__WHAT YOU WILL DO__:
1/ Repeat the portion of the passage on display and touch signal pads that begins at the words "As an example, the" and stops after the words "pad area TPDA2.".
2/ Reproduce the records from their first line through the line that contains "264,0,330,194", including both of those lines.

--- START QUOTED TEXT ---

The display device 100 according to an embodiment may include signal pads SPD disposed in the second sub-area SB2 of the substrate 110 and to which the circuit board 300 is connected. The signal pads SPD may include display signal pads DPD and touch signal pads TPD1 and TPD2. The display signal pads DPD transmit and receive signals for driving the circuit layer 120. The touch signal pads TPD1 and TPD2 transmit and receive signals for driving the touch sensor layer 150.

As an example, the second sub-area SB2 may include a display pad area DPDA adjacent to the display driving circuit 200, and a first touch pad area TPDA1 and a second touch pad area TPDA2 disposed on respective sides of the display pad area DPDA. Display pads DPD, for transmitting and receiving signals transmitted to the circuit layer 120 or the display driving circuit 200, may be disposed in the display pad area DPDA. First touch pads TPD1, which are electrically connected to the first touch driving line TL1 and the second touch driving line TL2, respectively, may be disposed in the first touch pad area TPDA1. Each of the second touch pads TPD2 may be electrically connected to the receiving line RL and may be disposed in the second touch pad area TPDA2.

--- END QUOTED TEXT ---
--- START PROVIDED ENTRIES ---

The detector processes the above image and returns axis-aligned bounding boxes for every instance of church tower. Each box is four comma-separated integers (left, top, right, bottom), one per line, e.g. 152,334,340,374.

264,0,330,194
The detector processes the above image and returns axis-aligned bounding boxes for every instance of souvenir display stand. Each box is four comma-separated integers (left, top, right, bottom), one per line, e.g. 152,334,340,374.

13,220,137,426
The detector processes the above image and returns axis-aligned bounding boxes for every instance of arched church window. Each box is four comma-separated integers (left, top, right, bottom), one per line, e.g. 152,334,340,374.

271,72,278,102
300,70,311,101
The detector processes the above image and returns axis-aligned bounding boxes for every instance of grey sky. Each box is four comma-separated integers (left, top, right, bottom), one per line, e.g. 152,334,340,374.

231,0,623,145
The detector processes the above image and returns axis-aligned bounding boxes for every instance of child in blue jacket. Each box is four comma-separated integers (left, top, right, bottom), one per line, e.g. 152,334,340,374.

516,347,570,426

--- END PROVIDED ENTRIES ---

__PER-TASK ANSWERS__:
1/
As an example, the second sub-area SB2 may include a display pad area DPDA adjacent to the display driving circuit 200, and a first touch pad area TPDA1 and a second touch pad area TPDA2 disposed on respective sides of the display pad area DPDA. Display pads DPD, for transmitting and receiving signals transmitted to the circuit layer 120 or the display driving circuit 200, may be disposed in the display pad area DPDA. First touch pads TPD1, which are electrically connected to the first touch driving line TL1 and the second touch driving line TL2, respectively, may be disposed in the first touch pad area TPDA1. Each of the second touch pads TPD2 may be electrically connected to the receiving line RL and may be disposed in the second touch pad area TPDA2.

2/
The detector processes the above image and returns axis-aligned bounding boxes for every instance of church tower. Each box is four comma-separated integers (left, top, right, bottom), one per line, e.g. 152,334,340,374.

264,0,330,194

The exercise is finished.